(ASSIGNMENT 1): In the passage on junk food addiction, reproduce word for word the part that opens with the words containing "When people repeatedly" and closes with "is called tolerance.".
(ASSIGNMENT 2): According to the passage on junk food addiction, what does the brain do when it sees that the amount of dopamine is too high?

(EXCERPTED PASSAGE):
══════════

If you’ve ever tried to cut back on junk food, you may have realized that it is easier said than done. We tend to get cravings, the brain starts calling for these foods.
Even though our rational, conscious mind “knows” that they are bad for us, some other part of our brain seems to disagree. Some people don’t have this problem and can easily control the types of foods they eat. Other people don’t seem to have any control whatsoever.
Despite their best intentions, they repeatedly find themselves eating unhealthy foods, even when they have previously decided not to eat them. While some people think this is caused by a lack of willpower, the situation can be much more complicated than that.
The fact is junk foods stimulate the reward system in the brain in the same way nicotine, alcohol and drugs, like cocaine do. For susceptible people, eating junk foods can lead to full-blown addiction, which shares the same biological basis as addiction to drugs.
Simply put there is a system in our brain called the reward system. This system was designed to “reward” us when we do things that encourage our survival. This includes primal behaviours like eating.
The brain knows that when we eat, we’re doing something “right,” and releases a bunch of feel-good chemicals in the reward system, such as the neurotransmitter dopamine – interpreted by our brains as pleasure. The brain is hardwired to seek out behaviours that release dopamine in the reward system.
The challenge with processed junk foods is that they can cause a reward that is way more powerful than anything we were ever exposed to in nature during human evolution. Whereas eating an apple or a piece of steak might cause a moderate release of dopamine, eating a Ben & Jerry’s ice cream is so incredibly rewarding that it releases a massive amount of dopamine. This can lead to tolerance and withdrawal.
When people repeatedly do something that releases dopamine in the reward system, such as smoking a cigarette or eating a Snickers bar, the dopamine receptors can start to down-regulate. When the brain sees that the amount of dopamine is too high, it starts removing the dopamine receptors in order to keep things “balanced.”
When you have fewer receptors, you need more dopamine to reach the same effect, which causes people to start eating more junk food to reach the same level of reward as before. This is called tolerance.
If you have fewer dopamine receptors, then you will have very little dopamine activity and you will start to feel unhappy if you don’t get your junk food “fix.” This is called withdrawal and withdrawal is one of the hallmark of all physical addiction.

══════════

Region pointing data:
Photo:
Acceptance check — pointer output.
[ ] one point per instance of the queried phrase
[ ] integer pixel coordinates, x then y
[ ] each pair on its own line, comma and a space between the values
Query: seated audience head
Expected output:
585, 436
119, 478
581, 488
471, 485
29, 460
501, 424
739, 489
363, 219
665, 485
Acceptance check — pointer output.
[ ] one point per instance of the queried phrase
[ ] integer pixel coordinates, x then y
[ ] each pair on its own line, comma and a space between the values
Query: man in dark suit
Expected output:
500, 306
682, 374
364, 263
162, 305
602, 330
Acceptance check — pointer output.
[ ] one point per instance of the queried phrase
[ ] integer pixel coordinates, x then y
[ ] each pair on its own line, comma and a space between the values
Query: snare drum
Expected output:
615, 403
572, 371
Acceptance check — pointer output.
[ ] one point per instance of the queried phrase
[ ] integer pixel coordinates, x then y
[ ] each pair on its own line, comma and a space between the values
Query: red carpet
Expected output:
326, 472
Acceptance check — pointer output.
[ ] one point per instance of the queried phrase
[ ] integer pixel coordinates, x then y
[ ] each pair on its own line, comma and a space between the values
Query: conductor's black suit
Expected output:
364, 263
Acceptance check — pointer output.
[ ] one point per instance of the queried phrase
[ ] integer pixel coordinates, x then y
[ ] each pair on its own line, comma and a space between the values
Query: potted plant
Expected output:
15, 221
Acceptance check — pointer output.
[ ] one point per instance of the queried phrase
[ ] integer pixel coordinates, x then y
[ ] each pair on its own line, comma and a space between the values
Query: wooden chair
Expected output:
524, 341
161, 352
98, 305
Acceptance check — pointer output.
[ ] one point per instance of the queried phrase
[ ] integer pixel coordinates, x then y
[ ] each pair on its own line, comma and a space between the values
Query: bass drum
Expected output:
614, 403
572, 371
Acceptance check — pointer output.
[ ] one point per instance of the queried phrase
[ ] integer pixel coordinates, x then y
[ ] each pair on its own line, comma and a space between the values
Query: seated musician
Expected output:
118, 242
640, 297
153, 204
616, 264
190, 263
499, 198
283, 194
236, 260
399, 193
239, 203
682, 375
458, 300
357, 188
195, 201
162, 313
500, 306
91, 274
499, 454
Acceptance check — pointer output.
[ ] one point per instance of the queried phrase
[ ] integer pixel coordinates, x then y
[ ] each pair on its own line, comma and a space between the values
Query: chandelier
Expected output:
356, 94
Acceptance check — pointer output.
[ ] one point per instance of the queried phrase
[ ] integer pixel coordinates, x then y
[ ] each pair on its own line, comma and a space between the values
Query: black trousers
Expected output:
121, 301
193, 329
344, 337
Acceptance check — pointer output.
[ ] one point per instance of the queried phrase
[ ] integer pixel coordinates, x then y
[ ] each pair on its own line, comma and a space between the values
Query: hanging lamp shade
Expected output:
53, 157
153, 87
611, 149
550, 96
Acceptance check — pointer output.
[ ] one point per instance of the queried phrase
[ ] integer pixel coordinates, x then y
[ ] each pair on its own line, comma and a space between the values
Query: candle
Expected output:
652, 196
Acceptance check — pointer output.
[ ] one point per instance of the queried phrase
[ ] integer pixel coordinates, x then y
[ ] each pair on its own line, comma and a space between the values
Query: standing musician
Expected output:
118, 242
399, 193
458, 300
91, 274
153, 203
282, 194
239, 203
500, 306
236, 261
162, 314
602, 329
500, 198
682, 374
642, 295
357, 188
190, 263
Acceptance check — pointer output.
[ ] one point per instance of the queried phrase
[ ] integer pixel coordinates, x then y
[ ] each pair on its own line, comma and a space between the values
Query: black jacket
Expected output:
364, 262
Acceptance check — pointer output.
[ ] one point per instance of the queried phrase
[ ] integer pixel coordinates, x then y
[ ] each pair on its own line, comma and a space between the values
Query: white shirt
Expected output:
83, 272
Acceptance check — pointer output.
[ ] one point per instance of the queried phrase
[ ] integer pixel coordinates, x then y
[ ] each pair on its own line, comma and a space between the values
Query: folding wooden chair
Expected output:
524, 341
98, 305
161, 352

══════════

(WRITTEN REPLY 1):
When people repeatedly do something that releases dopamine in the reward system, such as smoking a cigarette or eating a Snickers bar, the dopamine receptors can start to down-regulate. When the brain sees that the amount of dopamine is too high, it starts removing the dopamine receptors in order to keep things “balanced.”
When you have fewer receptors, you need more dopamine to reach the same effect, which causes people to start eating more junk food to reach the same level of reward as before. This is called tolerance.

(WRITTEN REPLY 2): It starts removing dopamine receptors to keep things "balanced."